#### EXTRACTED MATERIAL ####

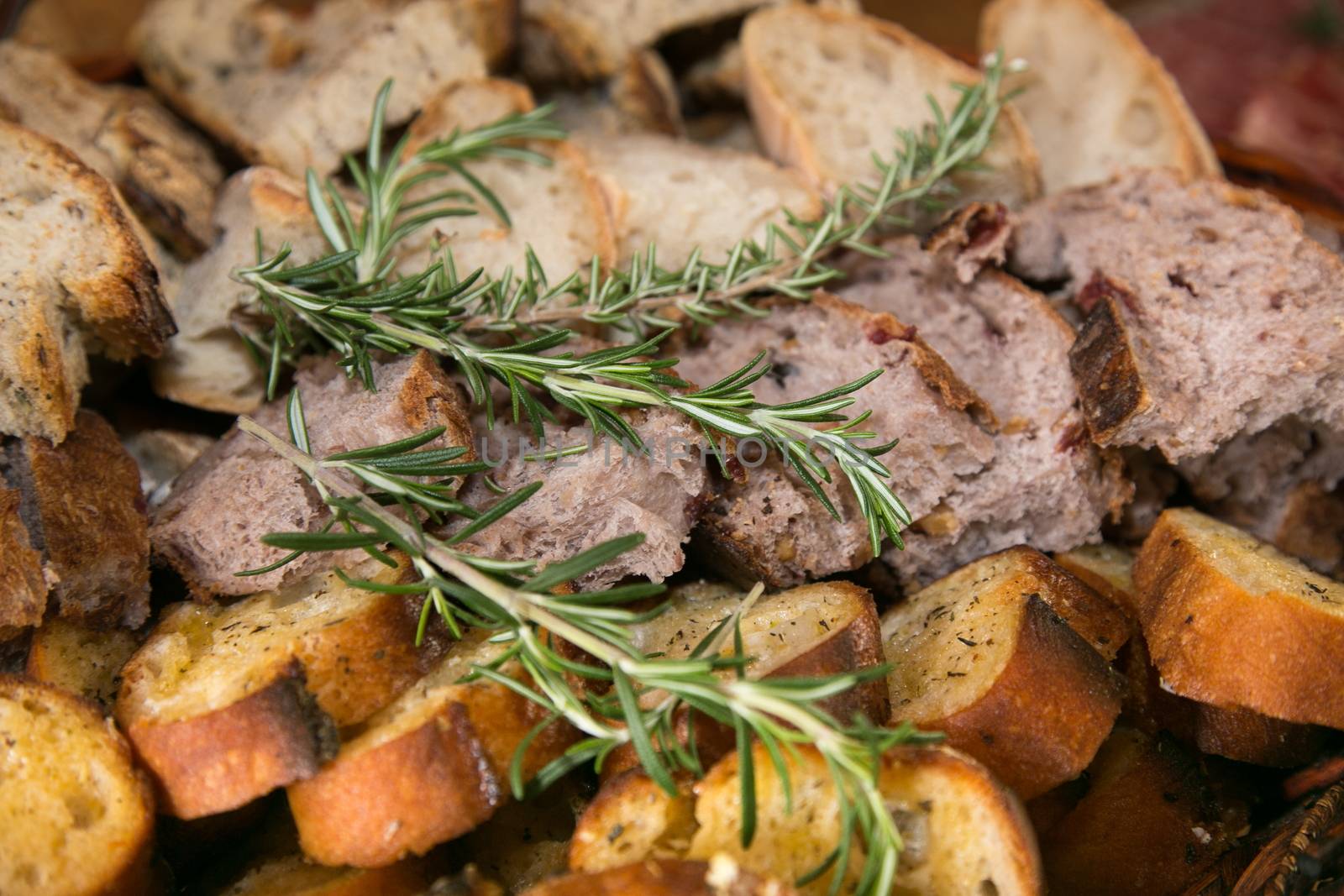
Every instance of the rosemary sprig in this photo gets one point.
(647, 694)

####
#### EXTRACTED MATERIAL ####

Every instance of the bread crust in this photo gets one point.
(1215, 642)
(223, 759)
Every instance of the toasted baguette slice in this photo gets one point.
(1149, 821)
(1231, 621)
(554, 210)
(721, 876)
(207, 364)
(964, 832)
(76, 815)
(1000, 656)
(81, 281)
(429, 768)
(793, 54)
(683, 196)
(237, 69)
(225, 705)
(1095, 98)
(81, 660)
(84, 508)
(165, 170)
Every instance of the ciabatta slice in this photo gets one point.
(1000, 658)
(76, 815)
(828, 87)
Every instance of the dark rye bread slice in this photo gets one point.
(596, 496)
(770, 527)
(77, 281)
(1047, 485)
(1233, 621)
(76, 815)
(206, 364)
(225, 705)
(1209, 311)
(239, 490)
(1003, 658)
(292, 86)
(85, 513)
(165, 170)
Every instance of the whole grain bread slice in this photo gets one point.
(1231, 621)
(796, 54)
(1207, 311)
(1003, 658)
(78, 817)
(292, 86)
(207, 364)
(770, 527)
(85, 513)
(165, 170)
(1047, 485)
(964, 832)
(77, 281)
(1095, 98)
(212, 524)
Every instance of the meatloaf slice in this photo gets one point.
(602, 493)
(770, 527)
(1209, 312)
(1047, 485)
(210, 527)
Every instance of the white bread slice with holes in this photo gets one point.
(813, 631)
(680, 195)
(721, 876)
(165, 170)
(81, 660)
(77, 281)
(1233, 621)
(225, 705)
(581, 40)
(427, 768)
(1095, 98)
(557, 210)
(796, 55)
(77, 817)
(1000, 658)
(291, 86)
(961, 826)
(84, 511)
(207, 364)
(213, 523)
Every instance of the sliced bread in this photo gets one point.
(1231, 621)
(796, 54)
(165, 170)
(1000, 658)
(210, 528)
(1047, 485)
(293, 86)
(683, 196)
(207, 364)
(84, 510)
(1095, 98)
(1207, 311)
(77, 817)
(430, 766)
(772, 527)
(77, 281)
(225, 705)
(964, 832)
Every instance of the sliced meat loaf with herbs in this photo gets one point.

####

* **WHAT TO PRODUCE**
Present as a numbered list only the lines from the one containing "Every instance of the toasted" through the one containing "Every instance of the sliced meat", including both, and leave out any blank lines.

* **WRITTEN ANSWER**
1. Every instance of the toasted baguette slice in this photo gets one point.
2. (1149, 821)
3. (1231, 621)
4. (554, 210)
5. (721, 876)
6. (207, 364)
7. (964, 832)
8. (76, 815)
9. (1000, 656)
10. (81, 281)
11. (429, 768)
12. (793, 54)
13. (683, 196)
14. (237, 69)
15. (225, 705)
16. (1095, 98)
17. (81, 660)
18. (84, 508)
19. (165, 170)
20. Every instance of the ciabatta slice in this photo gets one point.
21. (1000, 658)
22. (76, 815)
23. (828, 87)
24. Every instance of the dark rye bread slice in this photo gets one point.
25. (596, 496)
26. (770, 527)
27. (77, 281)
28. (1047, 485)
29. (1233, 621)
30. (76, 815)
31. (206, 364)
32. (225, 705)
33. (1209, 311)
34. (239, 490)
35. (1003, 658)
36. (292, 86)
37. (85, 513)
38. (165, 170)
39. Every instance of the whole grain bread slice in this photo gets one point.
40. (1231, 621)
41. (796, 54)
42. (1207, 311)
43. (1003, 658)
44. (78, 817)
45. (292, 86)
46. (207, 364)
47. (770, 527)
48. (85, 513)
49. (165, 170)
50. (1047, 485)
51. (964, 832)
52. (77, 281)
53. (1095, 98)
54. (212, 524)
55. Every instance of the meatloaf slice in this photo gets one point.
56. (602, 493)
57. (770, 527)
58. (1209, 312)
59. (1047, 485)
60. (210, 527)
61. Every instance of the white bread slice with holes in this photo gets one point.
62. (813, 631)
63. (680, 195)
64. (721, 876)
65. (165, 170)
66. (81, 660)
67. (77, 281)
68. (1233, 621)
69. (225, 705)
70. (581, 40)
71. (427, 768)
72. (1095, 98)
73. (557, 210)
74. (796, 55)
75. (77, 817)
76. (1000, 658)
77. (291, 86)
78. (961, 826)
79. (84, 511)
80. (207, 364)
81. (213, 523)
82. Every instance of the sliced bread in this photo gets one point.
83. (1231, 621)
84. (796, 54)
85. (165, 170)
86. (1000, 658)
87. (210, 528)
88. (1047, 485)
89. (293, 86)
90. (683, 196)
91. (207, 364)
92. (84, 510)
93. (1095, 98)
94. (1207, 311)
95. (77, 817)
96. (430, 766)
97. (772, 527)
98. (77, 281)
99. (225, 705)
100. (964, 832)
101. Every instance of the sliced meat loaf with herbs in this photo gets one point.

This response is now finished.